What is being asked >>
Set down the following records line for line, unchanged, beginning at the line that contains "form [(262, 116)]." and stopping after the line that contains "[(388, 96)]".

Items from a dataset >>
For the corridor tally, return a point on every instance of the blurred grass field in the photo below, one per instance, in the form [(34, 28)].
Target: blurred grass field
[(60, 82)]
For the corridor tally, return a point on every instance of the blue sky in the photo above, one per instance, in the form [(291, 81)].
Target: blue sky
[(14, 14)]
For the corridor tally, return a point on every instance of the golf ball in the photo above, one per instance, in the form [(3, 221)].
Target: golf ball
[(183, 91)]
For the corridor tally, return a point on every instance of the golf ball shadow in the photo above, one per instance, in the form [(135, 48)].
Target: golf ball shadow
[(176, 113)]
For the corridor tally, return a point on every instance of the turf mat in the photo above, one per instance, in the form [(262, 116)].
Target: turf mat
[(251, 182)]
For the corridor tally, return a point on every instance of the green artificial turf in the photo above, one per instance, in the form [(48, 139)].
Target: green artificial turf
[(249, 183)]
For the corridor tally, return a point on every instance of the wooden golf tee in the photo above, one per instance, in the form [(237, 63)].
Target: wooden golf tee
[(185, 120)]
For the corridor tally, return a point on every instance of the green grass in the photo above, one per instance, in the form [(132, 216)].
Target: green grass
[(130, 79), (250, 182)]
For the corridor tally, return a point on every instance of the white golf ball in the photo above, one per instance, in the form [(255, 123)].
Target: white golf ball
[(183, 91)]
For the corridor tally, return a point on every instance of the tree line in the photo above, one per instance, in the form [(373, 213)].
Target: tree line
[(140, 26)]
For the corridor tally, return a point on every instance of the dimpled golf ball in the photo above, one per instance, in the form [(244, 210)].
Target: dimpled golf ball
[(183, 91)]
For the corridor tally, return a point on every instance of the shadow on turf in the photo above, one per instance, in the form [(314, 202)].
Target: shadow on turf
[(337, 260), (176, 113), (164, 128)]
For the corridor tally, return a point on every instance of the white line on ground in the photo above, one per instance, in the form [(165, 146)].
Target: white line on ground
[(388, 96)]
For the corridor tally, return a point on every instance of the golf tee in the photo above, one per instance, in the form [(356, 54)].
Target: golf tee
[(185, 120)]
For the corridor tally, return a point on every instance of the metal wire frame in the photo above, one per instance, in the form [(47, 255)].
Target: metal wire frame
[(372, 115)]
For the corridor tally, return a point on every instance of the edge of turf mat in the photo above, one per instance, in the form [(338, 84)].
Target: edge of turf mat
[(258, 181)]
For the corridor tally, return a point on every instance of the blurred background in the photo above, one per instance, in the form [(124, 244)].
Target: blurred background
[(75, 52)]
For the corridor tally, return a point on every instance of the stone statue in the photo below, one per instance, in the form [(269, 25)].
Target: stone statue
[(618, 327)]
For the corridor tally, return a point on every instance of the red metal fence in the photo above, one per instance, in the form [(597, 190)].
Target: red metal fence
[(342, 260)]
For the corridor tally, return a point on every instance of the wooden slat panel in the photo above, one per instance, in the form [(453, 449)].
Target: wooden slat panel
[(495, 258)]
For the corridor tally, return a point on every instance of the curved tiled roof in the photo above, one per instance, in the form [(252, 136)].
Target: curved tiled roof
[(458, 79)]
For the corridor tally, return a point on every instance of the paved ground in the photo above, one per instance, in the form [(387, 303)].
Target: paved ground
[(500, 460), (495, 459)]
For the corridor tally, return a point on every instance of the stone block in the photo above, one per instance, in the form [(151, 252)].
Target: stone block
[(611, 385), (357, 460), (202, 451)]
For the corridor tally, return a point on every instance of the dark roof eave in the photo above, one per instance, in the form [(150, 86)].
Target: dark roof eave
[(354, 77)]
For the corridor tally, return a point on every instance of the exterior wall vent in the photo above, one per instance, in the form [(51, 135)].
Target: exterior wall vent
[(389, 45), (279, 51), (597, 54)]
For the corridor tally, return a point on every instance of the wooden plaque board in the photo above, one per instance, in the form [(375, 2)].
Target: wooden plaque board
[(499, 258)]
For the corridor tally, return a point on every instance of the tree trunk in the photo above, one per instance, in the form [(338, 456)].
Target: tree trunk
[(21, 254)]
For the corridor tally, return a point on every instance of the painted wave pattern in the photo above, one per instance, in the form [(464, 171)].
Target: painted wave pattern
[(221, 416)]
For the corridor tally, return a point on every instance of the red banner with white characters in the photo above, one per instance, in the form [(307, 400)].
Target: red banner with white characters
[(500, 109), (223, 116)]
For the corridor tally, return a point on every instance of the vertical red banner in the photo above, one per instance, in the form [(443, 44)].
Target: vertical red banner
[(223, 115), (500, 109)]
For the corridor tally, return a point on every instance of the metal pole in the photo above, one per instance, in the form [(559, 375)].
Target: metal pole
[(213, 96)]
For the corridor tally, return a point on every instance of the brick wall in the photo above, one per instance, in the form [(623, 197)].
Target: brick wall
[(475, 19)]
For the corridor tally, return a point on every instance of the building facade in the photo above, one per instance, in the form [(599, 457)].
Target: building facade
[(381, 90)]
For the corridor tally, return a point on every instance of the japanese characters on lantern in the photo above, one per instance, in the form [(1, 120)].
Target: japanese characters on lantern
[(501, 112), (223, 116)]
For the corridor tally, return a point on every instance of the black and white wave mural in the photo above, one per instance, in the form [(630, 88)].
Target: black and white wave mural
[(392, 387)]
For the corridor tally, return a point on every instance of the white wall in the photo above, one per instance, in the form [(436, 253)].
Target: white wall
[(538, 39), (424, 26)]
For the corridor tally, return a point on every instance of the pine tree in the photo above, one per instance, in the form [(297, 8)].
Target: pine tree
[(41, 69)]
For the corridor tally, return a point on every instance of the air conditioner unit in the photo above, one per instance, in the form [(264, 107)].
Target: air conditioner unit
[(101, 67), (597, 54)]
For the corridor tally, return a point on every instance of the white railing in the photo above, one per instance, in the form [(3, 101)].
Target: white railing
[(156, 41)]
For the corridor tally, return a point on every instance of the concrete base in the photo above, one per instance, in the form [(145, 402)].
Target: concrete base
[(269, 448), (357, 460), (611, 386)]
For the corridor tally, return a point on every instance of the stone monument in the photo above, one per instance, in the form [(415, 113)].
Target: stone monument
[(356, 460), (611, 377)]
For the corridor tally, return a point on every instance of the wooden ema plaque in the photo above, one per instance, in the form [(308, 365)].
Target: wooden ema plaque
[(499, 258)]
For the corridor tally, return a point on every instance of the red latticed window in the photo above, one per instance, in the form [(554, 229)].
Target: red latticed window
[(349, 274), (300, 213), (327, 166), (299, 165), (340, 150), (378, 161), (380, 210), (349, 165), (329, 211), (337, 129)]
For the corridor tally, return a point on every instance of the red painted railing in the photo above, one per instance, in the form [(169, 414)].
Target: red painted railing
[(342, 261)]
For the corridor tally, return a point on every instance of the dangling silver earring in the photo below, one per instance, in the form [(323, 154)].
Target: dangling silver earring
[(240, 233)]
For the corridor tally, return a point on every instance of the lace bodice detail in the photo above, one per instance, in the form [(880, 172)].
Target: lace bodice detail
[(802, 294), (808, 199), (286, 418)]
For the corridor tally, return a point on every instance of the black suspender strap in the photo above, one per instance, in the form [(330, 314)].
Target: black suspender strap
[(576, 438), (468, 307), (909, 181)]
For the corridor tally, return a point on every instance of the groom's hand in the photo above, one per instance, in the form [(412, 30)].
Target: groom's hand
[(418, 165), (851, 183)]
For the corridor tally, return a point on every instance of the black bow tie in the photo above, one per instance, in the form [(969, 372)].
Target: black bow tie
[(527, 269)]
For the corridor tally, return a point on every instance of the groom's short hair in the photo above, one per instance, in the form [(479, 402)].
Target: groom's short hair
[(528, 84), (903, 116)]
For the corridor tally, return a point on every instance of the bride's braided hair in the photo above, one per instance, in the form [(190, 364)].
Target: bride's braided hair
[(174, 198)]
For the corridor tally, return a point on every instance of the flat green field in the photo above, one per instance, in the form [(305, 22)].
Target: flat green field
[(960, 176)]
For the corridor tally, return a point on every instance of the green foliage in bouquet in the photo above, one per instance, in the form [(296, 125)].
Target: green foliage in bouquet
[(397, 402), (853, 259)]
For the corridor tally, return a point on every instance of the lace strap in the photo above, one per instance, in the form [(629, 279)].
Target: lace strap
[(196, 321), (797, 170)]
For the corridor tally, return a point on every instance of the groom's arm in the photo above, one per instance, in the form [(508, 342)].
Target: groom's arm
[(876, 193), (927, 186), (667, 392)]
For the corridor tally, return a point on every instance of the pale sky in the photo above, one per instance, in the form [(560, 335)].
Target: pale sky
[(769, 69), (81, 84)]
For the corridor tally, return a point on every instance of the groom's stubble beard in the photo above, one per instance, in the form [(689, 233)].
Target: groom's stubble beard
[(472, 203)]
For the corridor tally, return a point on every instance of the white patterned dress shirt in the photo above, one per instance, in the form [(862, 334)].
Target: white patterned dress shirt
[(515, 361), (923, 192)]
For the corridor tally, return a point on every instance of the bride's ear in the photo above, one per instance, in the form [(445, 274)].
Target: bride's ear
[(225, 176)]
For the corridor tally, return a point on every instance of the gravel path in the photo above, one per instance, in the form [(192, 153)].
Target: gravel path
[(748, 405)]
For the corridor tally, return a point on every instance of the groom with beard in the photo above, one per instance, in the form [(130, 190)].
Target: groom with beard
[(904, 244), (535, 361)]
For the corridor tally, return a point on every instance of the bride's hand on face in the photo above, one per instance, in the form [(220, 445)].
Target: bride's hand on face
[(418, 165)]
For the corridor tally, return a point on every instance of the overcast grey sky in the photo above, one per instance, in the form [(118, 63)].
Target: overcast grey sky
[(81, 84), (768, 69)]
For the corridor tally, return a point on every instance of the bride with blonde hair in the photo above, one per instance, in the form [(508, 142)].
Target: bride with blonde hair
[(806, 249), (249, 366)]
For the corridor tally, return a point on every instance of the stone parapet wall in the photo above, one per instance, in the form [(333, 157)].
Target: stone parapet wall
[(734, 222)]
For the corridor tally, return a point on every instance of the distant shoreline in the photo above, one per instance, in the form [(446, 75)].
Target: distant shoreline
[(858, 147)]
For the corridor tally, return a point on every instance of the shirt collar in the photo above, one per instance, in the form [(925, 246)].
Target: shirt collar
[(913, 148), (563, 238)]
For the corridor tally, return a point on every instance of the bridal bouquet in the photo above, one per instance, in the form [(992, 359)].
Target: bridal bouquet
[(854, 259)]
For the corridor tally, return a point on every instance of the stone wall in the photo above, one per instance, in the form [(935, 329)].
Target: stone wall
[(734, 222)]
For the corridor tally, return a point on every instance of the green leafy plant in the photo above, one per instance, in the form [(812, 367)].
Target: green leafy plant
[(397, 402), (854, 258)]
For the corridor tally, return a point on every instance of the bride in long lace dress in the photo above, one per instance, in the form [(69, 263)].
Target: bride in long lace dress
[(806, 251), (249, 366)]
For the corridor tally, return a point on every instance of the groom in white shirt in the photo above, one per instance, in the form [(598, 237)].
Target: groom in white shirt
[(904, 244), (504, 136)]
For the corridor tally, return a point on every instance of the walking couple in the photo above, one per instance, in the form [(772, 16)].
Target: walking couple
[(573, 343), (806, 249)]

Output >>
For the corridor tally, return a point on every instance of the turf mat in the photo above, one per instance, in the form [(262, 116)].
Target: turf mat
[(251, 182)]
For the corridor tally, return a point on every instance of the green artificial turf in the photo above, one per instance, in the form [(48, 139)].
Target: green artificial turf
[(249, 183)]
For the corridor tally, return a point on every instance of the wooden golf tee in the photo above, one per instance, in the form [(237, 63)].
Target: wooden golf tee
[(185, 120)]
For the corridor tally, return a point on every instance of the green grass in the photo above, one per instance, in the form [(132, 216)].
Target: green grass
[(130, 79), (250, 182)]
For the corridor tally, return a point on every instance of the white golf ball in the photo above, one per instance, in the form [(255, 123)].
Target: white golf ball
[(183, 91)]
For the corridor tally, return a point on every instance of the tree line in the photo above, one per instance, in the form [(373, 213)].
Target: tree line
[(140, 26)]
For the corridor tally, return a point on every instance of the dimpled golf ball in the photo above, one per instance, in the form [(244, 210)].
Target: dimpled golf ball
[(183, 91)]
For the corridor tally, return a point on every instance of the shadow on turf in the photo above, one per instance, in the form [(314, 202)].
Target: shadow on turf
[(337, 260), (176, 113), (164, 128)]
For the corridor tally, return a point on every instance of the white line on ground in the photo above, one per instance, in the form [(165, 146)].
Target: white line on ground
[(388, 96)]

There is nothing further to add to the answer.